→ THE PROBLEM: Reproduce exactly, and exclusively, the lines from the line containing "Format the result" through the final line of the listing below.

====================

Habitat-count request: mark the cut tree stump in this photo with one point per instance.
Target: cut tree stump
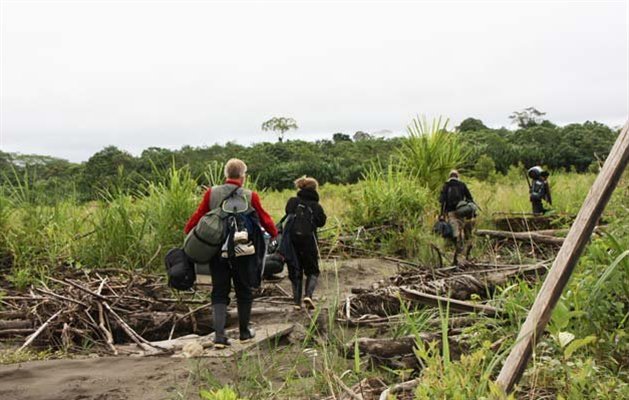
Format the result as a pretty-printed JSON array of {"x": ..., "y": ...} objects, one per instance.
[
  {"x": 455, "y": 305},
  {"x": 521, "y": 236},
  {"x": 567, "y": 258}
]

====================

→ TASK OUTPUT:
Format the result as a pretty-printed JSON array of {"x": ..., "y": ...} objects, one per instance.
[
  {"x": 455, "y": 305},
  {"x": 521, "y": 236},
  {"x": 567, "y": 258}
]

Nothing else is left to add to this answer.